— Begin Records supplied —

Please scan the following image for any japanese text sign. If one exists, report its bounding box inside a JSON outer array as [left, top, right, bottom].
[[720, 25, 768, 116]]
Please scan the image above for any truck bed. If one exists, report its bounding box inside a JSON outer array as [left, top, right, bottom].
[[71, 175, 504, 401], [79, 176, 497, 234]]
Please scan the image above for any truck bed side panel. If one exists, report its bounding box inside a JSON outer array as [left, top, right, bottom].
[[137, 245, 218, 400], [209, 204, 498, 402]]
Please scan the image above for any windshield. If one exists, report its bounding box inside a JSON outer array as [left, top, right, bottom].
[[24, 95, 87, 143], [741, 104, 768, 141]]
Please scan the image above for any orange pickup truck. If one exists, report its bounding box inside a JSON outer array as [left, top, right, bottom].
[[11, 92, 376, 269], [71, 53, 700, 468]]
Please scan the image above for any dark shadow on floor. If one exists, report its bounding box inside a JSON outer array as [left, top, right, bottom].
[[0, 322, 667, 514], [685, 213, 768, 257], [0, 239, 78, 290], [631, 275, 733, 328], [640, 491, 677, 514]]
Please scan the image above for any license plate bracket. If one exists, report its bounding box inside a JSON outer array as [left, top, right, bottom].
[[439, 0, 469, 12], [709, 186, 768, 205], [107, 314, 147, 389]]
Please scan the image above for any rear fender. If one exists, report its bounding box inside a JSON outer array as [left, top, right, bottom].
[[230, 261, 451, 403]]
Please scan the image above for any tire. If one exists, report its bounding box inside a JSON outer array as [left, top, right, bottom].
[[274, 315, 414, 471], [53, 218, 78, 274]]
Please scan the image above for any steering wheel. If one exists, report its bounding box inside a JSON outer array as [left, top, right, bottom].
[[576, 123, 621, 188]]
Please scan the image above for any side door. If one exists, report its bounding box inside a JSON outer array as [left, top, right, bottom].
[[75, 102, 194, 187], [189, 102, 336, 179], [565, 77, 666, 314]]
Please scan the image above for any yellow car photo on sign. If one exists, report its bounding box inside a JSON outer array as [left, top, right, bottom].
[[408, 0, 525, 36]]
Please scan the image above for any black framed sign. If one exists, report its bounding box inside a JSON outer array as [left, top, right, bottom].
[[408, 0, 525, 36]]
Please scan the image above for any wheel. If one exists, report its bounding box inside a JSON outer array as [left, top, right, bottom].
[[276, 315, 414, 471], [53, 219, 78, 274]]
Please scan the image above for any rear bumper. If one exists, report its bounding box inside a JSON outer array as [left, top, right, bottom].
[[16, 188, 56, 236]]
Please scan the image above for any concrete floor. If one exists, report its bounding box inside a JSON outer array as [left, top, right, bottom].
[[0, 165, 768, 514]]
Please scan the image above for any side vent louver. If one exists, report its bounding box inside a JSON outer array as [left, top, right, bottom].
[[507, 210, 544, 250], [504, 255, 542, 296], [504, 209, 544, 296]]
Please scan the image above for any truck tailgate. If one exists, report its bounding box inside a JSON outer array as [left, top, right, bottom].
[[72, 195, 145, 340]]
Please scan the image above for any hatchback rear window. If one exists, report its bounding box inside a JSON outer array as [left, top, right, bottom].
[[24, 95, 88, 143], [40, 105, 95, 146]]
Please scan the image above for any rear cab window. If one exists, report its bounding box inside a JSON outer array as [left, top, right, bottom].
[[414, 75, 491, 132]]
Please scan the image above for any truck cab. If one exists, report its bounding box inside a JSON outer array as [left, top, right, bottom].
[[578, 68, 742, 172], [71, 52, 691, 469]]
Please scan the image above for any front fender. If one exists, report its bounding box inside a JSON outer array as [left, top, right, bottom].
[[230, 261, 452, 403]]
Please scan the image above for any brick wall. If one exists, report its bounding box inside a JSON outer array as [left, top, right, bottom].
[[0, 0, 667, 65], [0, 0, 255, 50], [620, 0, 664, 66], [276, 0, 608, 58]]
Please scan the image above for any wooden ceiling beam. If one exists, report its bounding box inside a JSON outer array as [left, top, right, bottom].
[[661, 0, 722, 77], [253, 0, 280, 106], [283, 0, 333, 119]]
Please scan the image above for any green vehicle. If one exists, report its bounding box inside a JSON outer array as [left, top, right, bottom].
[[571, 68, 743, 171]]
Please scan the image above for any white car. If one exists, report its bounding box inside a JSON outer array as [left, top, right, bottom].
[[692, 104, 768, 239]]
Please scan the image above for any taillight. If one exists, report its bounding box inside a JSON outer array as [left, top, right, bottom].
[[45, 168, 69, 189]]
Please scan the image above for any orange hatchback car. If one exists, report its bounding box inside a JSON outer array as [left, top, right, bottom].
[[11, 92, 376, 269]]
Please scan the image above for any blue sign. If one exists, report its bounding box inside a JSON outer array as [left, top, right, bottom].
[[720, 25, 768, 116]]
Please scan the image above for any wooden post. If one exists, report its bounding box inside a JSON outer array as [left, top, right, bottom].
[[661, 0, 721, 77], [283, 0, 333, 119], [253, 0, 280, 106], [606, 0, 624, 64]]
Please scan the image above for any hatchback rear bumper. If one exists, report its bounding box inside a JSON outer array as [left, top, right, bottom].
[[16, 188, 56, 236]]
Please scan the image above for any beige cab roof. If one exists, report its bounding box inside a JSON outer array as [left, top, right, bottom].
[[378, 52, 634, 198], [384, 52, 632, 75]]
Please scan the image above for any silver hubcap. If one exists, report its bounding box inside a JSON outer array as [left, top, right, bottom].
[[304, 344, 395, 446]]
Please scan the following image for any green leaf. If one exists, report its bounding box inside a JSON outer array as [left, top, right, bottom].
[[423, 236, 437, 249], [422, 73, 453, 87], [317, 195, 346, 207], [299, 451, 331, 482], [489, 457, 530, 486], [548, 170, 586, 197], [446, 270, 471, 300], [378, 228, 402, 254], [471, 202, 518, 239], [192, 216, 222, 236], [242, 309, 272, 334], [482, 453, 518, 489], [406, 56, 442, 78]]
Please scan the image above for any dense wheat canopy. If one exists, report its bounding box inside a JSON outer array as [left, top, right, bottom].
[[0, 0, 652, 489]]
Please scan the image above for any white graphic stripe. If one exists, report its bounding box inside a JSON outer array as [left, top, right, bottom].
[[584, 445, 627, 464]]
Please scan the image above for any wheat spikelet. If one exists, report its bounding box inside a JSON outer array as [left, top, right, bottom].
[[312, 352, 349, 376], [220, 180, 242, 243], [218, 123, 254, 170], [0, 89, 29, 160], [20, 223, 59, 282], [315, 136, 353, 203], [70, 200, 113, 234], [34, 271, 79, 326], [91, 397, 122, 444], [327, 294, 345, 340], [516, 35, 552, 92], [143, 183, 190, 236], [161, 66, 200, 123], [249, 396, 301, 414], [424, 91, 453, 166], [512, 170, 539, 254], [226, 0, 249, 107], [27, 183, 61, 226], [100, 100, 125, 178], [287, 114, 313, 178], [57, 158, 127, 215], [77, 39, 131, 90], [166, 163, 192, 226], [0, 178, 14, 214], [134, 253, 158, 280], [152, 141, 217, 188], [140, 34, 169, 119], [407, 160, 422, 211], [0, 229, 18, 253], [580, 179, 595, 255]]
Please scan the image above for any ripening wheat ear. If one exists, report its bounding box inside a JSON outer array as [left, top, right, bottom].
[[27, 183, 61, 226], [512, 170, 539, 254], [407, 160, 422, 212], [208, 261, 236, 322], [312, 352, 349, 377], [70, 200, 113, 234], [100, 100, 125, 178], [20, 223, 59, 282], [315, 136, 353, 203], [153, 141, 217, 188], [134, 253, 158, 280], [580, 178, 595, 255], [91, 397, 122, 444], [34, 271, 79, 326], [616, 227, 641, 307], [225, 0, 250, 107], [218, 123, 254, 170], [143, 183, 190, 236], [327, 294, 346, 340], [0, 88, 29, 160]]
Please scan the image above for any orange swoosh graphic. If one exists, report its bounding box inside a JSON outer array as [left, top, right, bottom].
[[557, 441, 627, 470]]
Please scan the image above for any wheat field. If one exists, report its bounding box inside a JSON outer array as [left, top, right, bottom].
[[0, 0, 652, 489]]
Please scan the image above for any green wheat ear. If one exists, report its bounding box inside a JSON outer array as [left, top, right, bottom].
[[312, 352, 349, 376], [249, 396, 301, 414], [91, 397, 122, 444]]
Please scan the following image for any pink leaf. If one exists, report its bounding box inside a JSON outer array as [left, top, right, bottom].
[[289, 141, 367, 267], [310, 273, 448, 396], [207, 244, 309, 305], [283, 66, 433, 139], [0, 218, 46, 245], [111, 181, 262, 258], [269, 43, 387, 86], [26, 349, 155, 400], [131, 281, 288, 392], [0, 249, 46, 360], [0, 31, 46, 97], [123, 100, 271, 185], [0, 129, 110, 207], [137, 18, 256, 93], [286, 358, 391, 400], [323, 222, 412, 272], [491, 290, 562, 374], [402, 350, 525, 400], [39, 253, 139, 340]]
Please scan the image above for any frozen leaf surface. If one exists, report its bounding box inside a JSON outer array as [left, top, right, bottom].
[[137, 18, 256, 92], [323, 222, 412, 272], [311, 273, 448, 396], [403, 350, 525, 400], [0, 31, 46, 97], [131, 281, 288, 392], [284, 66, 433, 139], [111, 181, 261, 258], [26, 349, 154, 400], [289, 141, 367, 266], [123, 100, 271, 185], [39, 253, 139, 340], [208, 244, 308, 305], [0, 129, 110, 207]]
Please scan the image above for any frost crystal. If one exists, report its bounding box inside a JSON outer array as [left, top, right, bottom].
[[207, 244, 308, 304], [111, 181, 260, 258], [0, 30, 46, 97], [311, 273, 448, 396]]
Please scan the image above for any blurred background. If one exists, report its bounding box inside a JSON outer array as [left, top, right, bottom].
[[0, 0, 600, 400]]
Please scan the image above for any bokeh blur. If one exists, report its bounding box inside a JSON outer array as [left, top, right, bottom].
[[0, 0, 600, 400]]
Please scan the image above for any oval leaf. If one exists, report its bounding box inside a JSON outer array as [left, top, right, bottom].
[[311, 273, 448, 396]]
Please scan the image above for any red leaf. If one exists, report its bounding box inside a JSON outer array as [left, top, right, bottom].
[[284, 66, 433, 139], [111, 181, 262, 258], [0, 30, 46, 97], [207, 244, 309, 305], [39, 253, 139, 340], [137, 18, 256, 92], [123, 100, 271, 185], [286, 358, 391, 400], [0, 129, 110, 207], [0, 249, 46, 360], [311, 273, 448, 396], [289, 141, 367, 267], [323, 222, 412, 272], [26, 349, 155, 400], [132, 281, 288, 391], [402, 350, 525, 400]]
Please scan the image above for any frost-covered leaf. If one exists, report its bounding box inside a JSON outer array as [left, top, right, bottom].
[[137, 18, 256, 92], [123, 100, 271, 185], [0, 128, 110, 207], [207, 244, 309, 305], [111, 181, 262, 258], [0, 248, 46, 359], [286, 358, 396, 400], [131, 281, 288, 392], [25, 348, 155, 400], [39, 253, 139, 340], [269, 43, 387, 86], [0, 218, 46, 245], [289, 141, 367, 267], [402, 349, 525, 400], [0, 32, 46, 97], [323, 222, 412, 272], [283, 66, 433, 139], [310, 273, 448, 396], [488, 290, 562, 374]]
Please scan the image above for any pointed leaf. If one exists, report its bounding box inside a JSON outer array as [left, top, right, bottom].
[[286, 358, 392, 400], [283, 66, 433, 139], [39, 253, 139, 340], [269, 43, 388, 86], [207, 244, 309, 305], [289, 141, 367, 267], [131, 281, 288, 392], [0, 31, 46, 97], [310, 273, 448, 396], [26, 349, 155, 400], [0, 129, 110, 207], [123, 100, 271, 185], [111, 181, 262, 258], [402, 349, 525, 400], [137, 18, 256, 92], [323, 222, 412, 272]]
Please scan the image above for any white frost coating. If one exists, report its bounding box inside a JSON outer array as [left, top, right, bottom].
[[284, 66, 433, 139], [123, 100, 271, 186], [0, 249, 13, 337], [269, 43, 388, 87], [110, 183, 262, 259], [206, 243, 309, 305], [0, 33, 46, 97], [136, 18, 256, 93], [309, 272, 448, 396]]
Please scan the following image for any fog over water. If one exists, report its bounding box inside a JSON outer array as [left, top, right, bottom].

— End Records supplied —

**Problem to work on**
Rewrite the lines starting at the one containing "Please scan the image above for any red" and ending at the one containing "290, 562, 374]]", swapping "scan" for "search" and leaving everything else unchanged.

**Full solution**
Please search the image above for any red leaf. If one exists, report its bounding box inside a JSON outer array as [left, top, right, bottom].
[[284, 66, 433, 139], [111, 181, 262, 258], [0, 30, 46, 97], [207, 244, 309, 305], [39, 253, 139, 340], [137, 18, 256, 92], [123, 100, 271, 185], [286, 358, 391, 400], [0, 129, 110, 207], [0, 249, 46, 360], [311, 273, 448, 396], [289, 141, 367, 267], [323, 222, 412, 272], [26, 349, 155, 400], [132, 281, 288, 391], [402, 350, 525, 400]]
Please search the image above for any frost-covered leaf. If one exists, report its bounding box inside a JSON outer array as [left, top, right, bottom].
[[137, 18, 256, 92], [123, 100, 271, 185], [0, 128, 110, 207], [207, 244, 309, 305], [111, 181, 262, 258], [0, 248, 46, 359], [286, 358, 396, 400], [131, 281, 288, 392], [25, 348, 155, 400], [39, 253, 139, 340], [269, 43, 387, 86], [0, 218, 46, 245], [289, 141, 367, 267], [402, 349, 525, 400], [0, 32, 46, 97], [323, 222, 412, 272], [283, 66, 433, 139], [310, 273, 448, 396], [488, 290, 562, 374]]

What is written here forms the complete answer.